## Text block
-*-

The Danube–Bucharest Canal is a 73 km long canal project that is planned to link Bucharest, Romania to the Danube via the Argeș River, and ultimately create direct access to the Black Sea via the existing Danube–Black Sea Canal. The total capacity of the waterway will be 24 million tons/year. The minimum depth is of 4.5 metres and the ships will rise 67 metres over their voyage through six locks and 73km.

==History==
The earliest plans, made by engineer Nicolae Cucu in 1880, sought to link Bucharest to the Danube at Oltenița.

In 1927, a study by Alexandru Davidescu was published at the Polytechnic School. Two years later, the Romanian parliament passed Law no. 2749 on the building of the Argeș–Bucharest–Danube Canal and of a port in Bucharest; the law was published in Monitorul Oficial in August 1929. However, the world recession of the early 1930s prevented the government from investing large amounts of money in such projects. Various studies were published, but as World War II began, they were ignored.

New plans were made in 1982, the main goal being the regularization of the Argeș River, which flooded in 1970. Communist leader Nicolae Ceaușescu also wanted to have a direct link to Northern Europe, as Rhine-Main-Danube Canal was also built then. The building of the canal began in 1986, the project was supposed to have five locks and four hydroelectric plants (the only one that is currently working is the one at Mihăilești). The final project was supposed to generate 62 GWh/year.

In February 1990, the building of the canal was stopped, although it was 60% completed. Currently, just the dam at Mihăilești and the micro-hydro plant are functional.

In 1997, Traian Băsescu, who was Minister of Transport at the time, announced that the finalizing of the canal would require about US$ 400 million and take four years, but the financing was not found at the time.

In 2005, Adriean Videanu, the mayor of Bucharest announced that he intends to finish the work.

As of 2013, a joint Romanian-EU project planned to complete the canal from 2014 to 2020 using national and Cohesion funds as part of the EU strategy for the Danube Region.

In May 2024 the request for issuing the Environmental Agreement was submitted to the Ministry of the Environment.

-*-

## Entries supplied
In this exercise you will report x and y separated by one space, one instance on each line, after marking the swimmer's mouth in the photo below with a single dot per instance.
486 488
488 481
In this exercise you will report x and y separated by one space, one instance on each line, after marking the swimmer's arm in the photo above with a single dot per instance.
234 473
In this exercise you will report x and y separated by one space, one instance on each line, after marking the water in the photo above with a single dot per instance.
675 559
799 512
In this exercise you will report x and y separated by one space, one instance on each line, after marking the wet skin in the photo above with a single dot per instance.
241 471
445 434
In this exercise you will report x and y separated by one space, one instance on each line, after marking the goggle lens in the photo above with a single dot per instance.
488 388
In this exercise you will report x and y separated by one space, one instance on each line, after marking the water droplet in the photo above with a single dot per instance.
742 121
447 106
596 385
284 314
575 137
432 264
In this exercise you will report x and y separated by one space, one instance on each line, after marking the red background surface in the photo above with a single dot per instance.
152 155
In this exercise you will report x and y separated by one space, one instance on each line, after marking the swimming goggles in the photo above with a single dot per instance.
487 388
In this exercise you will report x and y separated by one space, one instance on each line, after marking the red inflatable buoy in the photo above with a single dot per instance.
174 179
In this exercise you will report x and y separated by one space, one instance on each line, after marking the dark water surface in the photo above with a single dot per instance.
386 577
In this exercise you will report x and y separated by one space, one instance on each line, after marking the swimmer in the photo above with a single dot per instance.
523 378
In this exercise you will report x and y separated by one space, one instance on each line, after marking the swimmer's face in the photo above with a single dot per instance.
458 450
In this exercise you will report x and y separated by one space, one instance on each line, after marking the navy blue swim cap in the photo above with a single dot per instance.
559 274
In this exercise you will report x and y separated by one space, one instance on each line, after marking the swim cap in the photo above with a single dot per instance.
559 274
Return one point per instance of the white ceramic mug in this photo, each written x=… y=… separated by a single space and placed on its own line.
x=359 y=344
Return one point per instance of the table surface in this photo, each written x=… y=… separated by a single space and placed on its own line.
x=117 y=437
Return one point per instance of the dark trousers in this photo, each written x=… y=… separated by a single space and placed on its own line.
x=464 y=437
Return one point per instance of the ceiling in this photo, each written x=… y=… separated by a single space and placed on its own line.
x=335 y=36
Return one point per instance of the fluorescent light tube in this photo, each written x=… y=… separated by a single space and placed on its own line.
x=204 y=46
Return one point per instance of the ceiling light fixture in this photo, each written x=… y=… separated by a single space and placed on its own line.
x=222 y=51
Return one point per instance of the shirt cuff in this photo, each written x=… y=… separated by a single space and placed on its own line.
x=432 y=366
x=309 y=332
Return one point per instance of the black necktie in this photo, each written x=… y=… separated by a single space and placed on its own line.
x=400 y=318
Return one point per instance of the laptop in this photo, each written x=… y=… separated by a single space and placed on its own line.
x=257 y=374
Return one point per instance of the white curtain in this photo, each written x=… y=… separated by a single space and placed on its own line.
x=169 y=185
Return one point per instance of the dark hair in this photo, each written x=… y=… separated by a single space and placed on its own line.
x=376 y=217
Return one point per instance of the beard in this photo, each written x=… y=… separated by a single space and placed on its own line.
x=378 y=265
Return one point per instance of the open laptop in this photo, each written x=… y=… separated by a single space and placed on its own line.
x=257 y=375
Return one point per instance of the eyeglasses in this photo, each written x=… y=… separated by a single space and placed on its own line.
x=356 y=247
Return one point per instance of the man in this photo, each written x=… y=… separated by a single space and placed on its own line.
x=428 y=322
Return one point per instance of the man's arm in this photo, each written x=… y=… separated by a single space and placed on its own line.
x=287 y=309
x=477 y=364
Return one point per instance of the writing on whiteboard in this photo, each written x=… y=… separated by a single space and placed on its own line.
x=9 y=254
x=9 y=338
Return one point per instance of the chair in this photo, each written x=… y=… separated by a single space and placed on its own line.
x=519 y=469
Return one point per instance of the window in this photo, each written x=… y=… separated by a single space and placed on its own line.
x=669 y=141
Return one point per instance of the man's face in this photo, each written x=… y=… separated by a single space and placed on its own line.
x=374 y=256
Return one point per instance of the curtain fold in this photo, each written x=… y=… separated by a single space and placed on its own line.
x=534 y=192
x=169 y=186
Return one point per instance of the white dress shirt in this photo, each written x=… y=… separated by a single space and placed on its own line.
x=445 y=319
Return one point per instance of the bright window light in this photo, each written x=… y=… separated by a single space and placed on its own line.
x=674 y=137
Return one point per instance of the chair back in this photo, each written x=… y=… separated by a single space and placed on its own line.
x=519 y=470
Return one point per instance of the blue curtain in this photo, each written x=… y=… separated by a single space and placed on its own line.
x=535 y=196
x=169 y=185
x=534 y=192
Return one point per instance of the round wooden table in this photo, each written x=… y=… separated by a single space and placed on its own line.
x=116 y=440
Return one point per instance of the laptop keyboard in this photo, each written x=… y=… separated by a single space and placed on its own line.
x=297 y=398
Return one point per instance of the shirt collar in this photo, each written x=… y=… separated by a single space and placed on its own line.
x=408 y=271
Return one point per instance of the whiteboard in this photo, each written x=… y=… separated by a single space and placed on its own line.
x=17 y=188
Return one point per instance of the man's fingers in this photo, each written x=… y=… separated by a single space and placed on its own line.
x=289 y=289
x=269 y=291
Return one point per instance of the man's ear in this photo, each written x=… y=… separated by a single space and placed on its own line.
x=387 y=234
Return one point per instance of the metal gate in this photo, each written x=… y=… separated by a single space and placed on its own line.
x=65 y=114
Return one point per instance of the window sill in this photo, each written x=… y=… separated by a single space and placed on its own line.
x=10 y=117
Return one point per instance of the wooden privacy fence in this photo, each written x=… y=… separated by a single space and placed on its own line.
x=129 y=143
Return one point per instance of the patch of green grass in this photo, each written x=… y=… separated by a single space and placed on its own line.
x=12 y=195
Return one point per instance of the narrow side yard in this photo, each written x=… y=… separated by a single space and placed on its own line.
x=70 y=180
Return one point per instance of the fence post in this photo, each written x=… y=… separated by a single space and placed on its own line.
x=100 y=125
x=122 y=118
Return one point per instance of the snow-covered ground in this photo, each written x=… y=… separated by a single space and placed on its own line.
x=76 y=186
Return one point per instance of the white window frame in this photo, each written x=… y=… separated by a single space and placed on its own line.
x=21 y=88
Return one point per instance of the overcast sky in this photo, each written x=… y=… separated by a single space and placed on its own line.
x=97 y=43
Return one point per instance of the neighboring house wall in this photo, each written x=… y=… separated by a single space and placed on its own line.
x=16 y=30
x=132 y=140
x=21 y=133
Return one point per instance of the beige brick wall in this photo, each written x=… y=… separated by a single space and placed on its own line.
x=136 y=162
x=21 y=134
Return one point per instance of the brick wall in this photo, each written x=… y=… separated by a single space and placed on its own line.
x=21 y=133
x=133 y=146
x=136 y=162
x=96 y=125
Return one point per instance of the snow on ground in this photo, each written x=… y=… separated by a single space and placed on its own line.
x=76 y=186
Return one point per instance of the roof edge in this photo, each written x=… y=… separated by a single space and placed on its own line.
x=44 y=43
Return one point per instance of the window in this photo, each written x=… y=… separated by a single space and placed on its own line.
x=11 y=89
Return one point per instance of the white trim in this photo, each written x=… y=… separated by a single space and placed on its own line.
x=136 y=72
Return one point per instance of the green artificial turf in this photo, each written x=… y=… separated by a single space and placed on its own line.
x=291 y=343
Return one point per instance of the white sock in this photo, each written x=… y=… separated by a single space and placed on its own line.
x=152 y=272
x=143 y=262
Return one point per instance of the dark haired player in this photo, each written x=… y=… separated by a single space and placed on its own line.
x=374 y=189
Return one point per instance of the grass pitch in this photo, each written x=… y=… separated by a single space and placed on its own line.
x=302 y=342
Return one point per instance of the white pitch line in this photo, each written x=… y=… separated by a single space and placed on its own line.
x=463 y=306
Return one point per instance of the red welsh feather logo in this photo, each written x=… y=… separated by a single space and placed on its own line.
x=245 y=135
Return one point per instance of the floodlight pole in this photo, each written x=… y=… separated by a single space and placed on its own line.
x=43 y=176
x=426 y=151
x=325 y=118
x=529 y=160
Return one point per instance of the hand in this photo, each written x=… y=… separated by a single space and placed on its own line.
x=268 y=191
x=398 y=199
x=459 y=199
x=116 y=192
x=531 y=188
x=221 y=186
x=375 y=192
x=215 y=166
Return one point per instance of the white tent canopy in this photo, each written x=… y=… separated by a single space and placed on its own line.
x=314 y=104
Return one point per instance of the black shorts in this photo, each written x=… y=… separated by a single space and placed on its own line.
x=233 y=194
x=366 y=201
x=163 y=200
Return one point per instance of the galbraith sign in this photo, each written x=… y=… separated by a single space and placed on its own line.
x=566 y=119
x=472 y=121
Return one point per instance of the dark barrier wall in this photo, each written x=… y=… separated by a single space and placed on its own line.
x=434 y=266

-*-

## Task to complete
Repeat word for word the part of the canal passage from "In February 1990, the" to "at the time.". The items above are material apart from the canal passage.

## Answer box
In February 1990, the building of the canal was stopped, although it was 60% completed. Currently, just the dam at Mihăilești and the micro-hydro plant are functional.

In 1997, Traian Băsescu, who was Minister of Transport at the time, announced that the finalizing of the canal would require about US$ 400 million and take four years, but the financing was not found at the time.